**Set exercise**
Reproduce verbatim the lines of the data below, starting with the line that contains "woman's face, each" and going on through the end of the data, with both ends included.

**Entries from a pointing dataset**
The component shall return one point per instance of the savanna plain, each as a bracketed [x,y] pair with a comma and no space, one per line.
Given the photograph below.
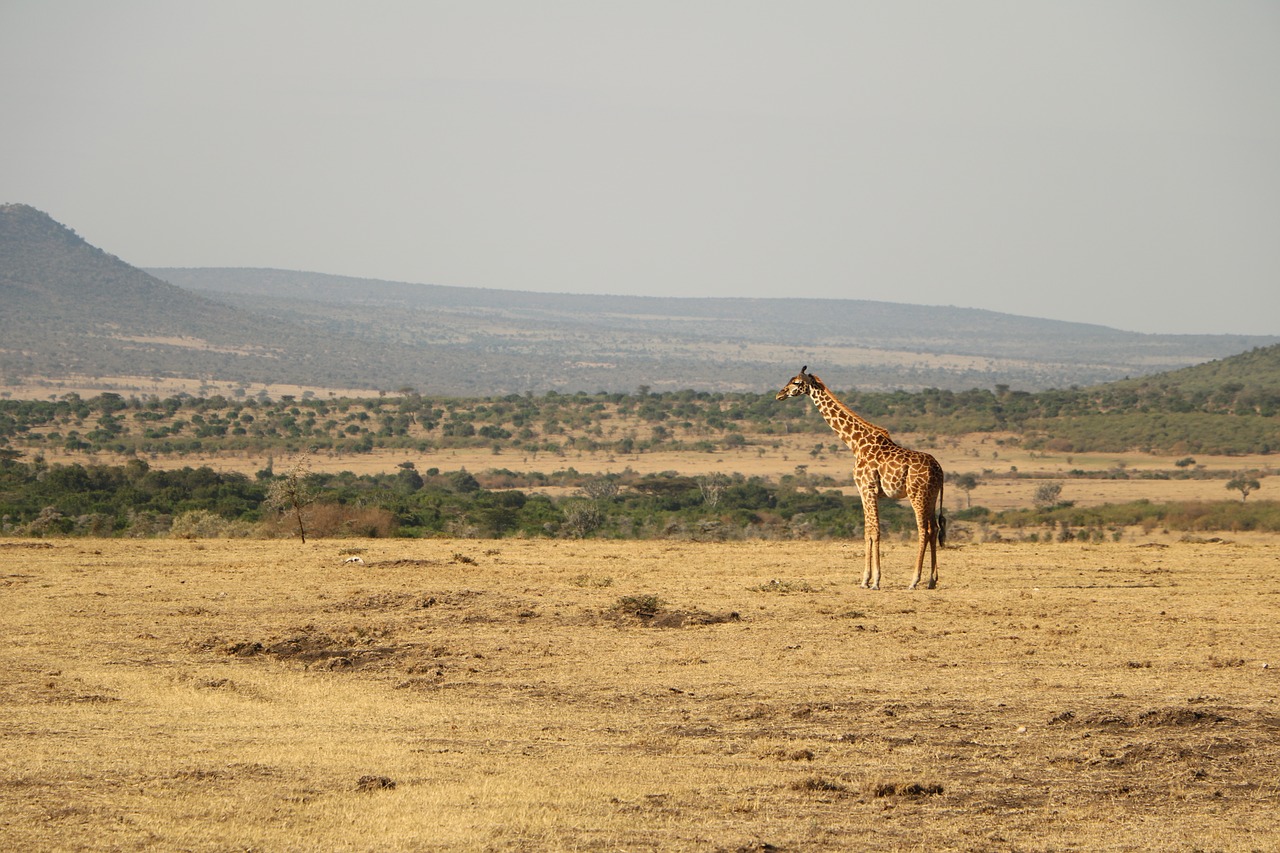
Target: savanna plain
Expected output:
[592,694]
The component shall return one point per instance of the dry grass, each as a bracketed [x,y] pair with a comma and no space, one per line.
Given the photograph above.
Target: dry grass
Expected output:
[225,694]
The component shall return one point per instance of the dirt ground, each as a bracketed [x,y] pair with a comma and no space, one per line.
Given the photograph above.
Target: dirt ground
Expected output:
[554,694]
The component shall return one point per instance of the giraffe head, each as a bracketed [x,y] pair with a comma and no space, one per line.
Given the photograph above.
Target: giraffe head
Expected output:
[799,386]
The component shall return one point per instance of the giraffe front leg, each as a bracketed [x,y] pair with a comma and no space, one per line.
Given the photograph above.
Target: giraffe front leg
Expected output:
[871,573]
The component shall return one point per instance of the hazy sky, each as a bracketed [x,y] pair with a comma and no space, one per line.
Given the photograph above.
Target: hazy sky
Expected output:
[1111,162]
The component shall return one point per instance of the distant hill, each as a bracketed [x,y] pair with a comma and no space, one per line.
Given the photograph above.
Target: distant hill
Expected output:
[71,309]
[1248,382]
[618,342]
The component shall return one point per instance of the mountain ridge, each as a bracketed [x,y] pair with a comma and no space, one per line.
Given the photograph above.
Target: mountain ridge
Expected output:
[73,309]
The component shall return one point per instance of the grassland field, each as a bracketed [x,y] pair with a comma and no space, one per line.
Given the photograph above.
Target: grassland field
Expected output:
[1009,474]
[168,694]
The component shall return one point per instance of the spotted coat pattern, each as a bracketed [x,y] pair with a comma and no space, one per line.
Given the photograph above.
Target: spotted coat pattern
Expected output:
[881,469]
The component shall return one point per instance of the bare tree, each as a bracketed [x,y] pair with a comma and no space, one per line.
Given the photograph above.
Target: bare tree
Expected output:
[1047,495]
[291,495]
[712,487]
[600,488]
[1244,483]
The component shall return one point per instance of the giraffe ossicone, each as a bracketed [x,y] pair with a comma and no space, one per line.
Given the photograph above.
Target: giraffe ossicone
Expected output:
[882,468]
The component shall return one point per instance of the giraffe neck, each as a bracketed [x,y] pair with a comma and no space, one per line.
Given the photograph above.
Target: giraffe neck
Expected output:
[848,424]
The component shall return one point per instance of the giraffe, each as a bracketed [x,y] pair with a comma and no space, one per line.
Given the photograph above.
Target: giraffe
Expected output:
[881,469]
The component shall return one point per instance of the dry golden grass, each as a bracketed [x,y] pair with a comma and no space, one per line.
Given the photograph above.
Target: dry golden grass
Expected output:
[775,456]
[462,694]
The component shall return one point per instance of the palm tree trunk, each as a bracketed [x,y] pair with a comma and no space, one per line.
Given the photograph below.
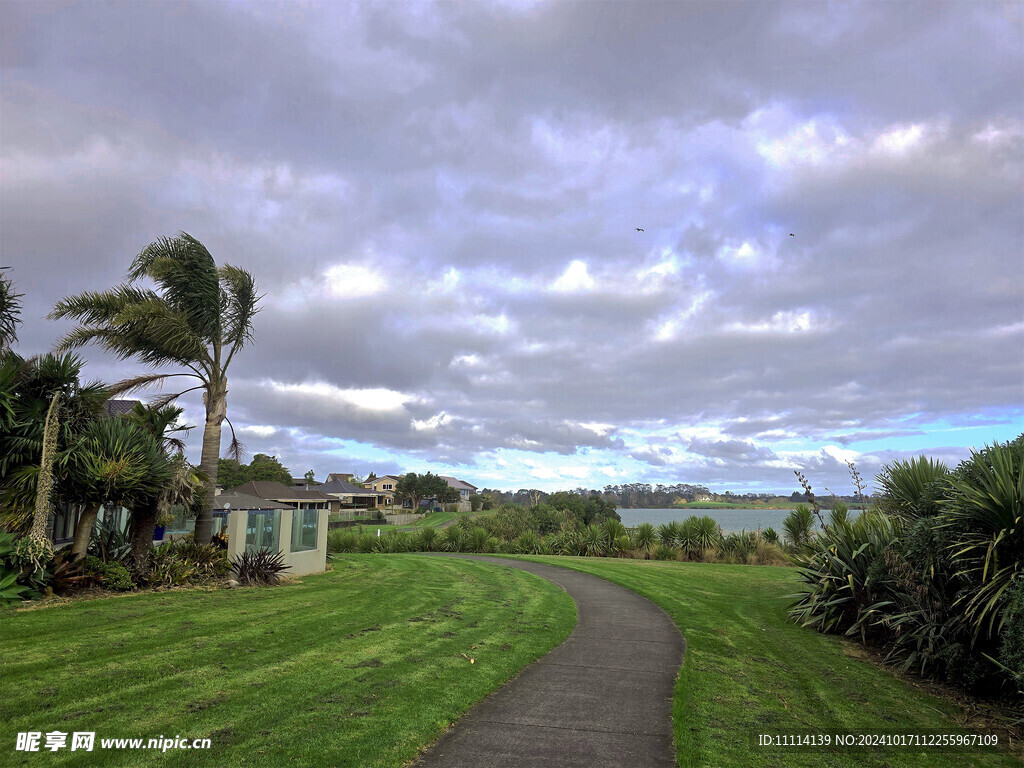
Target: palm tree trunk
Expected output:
[216,409]
[83,530]
[143,524]
[44,485]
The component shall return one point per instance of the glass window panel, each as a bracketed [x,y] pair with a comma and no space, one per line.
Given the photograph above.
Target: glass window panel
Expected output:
[263,530]
[304,525]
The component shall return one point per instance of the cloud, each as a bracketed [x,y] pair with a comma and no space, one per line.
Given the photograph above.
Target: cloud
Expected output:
[440,204]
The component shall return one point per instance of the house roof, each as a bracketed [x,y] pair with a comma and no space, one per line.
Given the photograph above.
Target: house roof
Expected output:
[340,486]
[244,501]
[455,482]
[279,492]
[120,408]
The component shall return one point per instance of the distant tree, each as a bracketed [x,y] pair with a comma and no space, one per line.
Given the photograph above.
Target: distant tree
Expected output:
[232,473]
[265,467]
[198,318]
[416,487]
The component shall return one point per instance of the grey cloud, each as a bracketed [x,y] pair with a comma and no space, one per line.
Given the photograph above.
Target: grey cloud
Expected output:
[415,138]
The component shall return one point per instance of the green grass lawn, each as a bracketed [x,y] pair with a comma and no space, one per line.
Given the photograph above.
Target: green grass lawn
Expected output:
[749,671]
[358,667]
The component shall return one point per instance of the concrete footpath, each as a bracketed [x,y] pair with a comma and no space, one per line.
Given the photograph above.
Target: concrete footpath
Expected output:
[603,697]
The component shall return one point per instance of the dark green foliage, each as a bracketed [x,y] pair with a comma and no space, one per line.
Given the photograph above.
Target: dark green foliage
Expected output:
[839,574]
[345,540]
[798,527]
[1012,648]
[985,504]
[645,537]
[911,487]
[10,591]
[112,576]
[232,473]
[428,540]
[593,542]
[937,581]
[260,567]
[110,543]
[186,562]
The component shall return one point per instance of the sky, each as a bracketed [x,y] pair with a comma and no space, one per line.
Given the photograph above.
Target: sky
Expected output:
[440,203]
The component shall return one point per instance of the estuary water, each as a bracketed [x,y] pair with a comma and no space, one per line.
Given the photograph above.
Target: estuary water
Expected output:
[729,519]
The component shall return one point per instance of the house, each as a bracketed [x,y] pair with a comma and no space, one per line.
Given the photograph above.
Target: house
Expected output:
[351,497]
[465,491]
[384,486]
[464,488]
[252,523]
[279,492]
[62,520]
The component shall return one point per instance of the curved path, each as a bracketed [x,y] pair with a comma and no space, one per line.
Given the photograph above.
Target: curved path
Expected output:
[603,697]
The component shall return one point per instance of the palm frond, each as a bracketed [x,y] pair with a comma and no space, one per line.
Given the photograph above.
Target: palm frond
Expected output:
[187,275]
[100,307]
[236,450]
[241,302]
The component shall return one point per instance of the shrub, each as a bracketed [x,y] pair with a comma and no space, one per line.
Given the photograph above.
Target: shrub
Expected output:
[10,591]
[911,487]
[428,540]
[394,542]
[839,514]
[986,507]
[622,546]
[666,552]
[644,537]
[259,567]
[593,542]
[454,540]
[612,528]
[479,540]
[740,545]
[343,540]
[110,543]
[668,532]
[527,544]
[697,535]
[112,576]
[1012,648]
[837,570]
[799,526]
[566,542]
[770,553]
[186,561]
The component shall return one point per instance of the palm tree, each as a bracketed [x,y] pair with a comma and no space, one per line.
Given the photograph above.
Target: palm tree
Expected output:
[200,316]
[115,463]
[28,389]
[10,309]
[160,423]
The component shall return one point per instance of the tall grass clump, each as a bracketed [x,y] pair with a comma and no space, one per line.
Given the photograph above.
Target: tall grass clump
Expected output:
[934,574]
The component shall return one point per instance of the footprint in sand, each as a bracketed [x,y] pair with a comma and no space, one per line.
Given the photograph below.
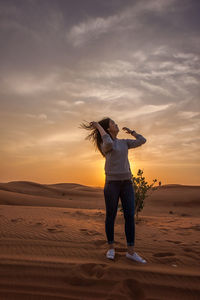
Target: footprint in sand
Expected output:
[54,230]
[39,223]
[90,232]
[163,254]
[100,242]
[59,226]
[187,249]
[175,242]
[93,270]
[17,220]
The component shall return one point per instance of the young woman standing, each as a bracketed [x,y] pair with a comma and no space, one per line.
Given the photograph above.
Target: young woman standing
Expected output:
[118,182]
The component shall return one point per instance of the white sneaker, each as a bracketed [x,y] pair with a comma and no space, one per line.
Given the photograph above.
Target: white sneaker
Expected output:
[136,257]
[110,254]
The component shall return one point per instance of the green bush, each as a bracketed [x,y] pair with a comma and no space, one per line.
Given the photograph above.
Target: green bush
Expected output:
[140,188]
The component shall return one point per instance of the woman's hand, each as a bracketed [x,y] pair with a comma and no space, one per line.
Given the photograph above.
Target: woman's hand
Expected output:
[94,124]
[128,130]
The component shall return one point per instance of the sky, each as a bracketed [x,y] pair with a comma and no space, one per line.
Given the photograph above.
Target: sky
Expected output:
[65,62]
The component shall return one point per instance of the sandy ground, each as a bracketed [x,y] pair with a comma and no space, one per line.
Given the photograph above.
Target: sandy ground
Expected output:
[53,244]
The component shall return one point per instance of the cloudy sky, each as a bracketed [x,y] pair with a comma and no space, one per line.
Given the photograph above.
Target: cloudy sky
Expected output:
[63,62]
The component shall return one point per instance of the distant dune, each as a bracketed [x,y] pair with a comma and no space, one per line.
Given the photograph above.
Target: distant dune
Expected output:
[53,244]
[177,198]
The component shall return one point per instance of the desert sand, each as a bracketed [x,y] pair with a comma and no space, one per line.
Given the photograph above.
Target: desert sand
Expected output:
[53,244]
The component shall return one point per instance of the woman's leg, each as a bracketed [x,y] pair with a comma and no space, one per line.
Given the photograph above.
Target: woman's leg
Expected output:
[111,195]
[127,197]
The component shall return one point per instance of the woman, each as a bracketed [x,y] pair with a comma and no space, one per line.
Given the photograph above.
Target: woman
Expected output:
[118,183]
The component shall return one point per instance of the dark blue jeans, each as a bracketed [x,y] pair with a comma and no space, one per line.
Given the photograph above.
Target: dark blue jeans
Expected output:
[113,190]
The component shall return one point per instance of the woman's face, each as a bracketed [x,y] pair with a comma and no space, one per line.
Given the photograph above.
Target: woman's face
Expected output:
[113,127]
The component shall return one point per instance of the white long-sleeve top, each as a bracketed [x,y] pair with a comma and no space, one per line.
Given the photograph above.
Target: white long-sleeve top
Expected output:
[117,165]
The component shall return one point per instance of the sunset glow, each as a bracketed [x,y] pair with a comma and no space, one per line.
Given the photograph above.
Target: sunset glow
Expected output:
[62,63]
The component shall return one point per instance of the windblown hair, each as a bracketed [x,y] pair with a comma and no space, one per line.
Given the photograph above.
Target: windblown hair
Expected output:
[95,135]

**Exercise result**
The component shall return one point per instance of the woman's face, each as a bracketed [x,y] pair with a comma and no space, one per line.
Given the photograph above.
Target: woman's face
Expected output:
[113,127]
The component shall return one point per instance of the white long-sleeve top, each as a bracketed [x,y] pair with a comma and no space, one per line.
Given the photograph above.
Target: white long-sleeve top
Expected output:
[117,165]
The component shall return one point per instance of the sunset glow, each as a bracketed [x,y] pair with a comma and no space, one per line.
Given the photograph above.
Target: sunset glow
Expected output:
[62,63]
The component shall return one point per instance of the windblown hair, each as a bracketed [x,y] pair with a comma and no space, one per line.
Given the photograph above.
Target: windblown hair
Expected output:
[95,135]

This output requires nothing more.